● QUOTED PASSAGE:
:::::

Plus, independent labels frequently distribute or license content from copyright owners outside of the United States. This provides the livelihood for a number of our members. Those agreements will customarily prohibit anything even remotely like an orphan work permission.
It should be very easy for the Congress to agree that some uses of orphan works would be restricted because the Congress has refused to require infringers to include artists in the standard of “reasonably diligent search”. If an artist search cannot be included in the search for the copyright owner, then the artist should at least be afforded some base line level of restriction on how their performances can be used.
Legal Fees for Copyright Owners:
As smaller independent labels will likely need to engage counsel as they typically do not have in-house counsel the denying of a recovery of legal fees is unduly harsh and will preclude smaller copyright owners from enforcing their rights. Notice of Infringing Use A2IM believes that it is only common fairness that an infringer is required to file a notice of use with the Copyright Office and that the filing be made public. The Copyright Office maintains a database where transfers of copyright and other documents are filed that are not copyright registrations, but just relate to copyrights regardless of whether the works are actually registered for copyright. The Copyright Office is required by law to maintain this database and has done so for decades. It would be very simple to require the infringer to file a notice of use in this database. While there would be a cost to file for the user of the copyright, the user would be paying no copyright cost, if a valid search was done, so there should be a more than offsetting savings. This would give the copyright owner a location to search for infringements on their copyrights.
However, the Congress has consistently rejected any obligation on the part of the infringer to require this simple notice. A2IM believes that failing to require notice of the infringement is at odds with the stated purpose of the Orphan Works Legislation—helping owners and users connect.

:::::

● GIVEN TASK 1:
In the comment on orphan works, what does A2IM believe an infringer should be required to file with the Copyright Office?

:::::

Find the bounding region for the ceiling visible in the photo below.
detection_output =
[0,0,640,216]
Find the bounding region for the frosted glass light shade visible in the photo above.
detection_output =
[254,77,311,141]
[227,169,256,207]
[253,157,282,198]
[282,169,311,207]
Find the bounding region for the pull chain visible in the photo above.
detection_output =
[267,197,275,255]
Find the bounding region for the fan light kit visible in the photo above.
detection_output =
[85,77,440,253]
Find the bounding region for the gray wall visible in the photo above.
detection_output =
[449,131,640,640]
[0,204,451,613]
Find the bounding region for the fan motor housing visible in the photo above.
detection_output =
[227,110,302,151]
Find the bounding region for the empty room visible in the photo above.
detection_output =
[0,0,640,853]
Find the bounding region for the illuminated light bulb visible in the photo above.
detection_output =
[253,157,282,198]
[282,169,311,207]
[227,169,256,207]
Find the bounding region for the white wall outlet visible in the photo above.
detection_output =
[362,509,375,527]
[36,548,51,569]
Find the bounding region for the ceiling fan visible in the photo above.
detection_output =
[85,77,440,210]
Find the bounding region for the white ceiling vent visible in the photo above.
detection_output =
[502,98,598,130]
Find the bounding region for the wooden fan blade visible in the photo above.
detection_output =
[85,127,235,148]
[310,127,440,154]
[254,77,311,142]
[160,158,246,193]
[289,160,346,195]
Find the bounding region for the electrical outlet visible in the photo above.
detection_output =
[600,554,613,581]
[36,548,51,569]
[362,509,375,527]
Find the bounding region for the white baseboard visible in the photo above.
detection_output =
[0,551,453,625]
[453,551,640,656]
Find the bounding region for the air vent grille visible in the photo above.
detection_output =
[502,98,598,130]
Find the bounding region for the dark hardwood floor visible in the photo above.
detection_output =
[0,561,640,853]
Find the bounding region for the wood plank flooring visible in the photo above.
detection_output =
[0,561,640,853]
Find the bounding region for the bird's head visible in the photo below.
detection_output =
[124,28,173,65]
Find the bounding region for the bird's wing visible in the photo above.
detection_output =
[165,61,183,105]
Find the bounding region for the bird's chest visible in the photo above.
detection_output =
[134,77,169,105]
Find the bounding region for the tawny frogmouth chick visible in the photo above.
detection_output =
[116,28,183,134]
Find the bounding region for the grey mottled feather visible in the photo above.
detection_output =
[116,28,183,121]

:::::

● GIVEN TASK 2:
List every line of the records that contains the word "ceiling", matching case exactly.

● CORRECT RESULT 1:
A notice of use, with the filing made public.

● CORRECT RESULT 2:
Find the bounding region for the ceiling visible in the photo below.
Find the bounding region for the ceiling fan visible in the photo above.
Find the bounding region for the white ceiling vent visible in the photo above.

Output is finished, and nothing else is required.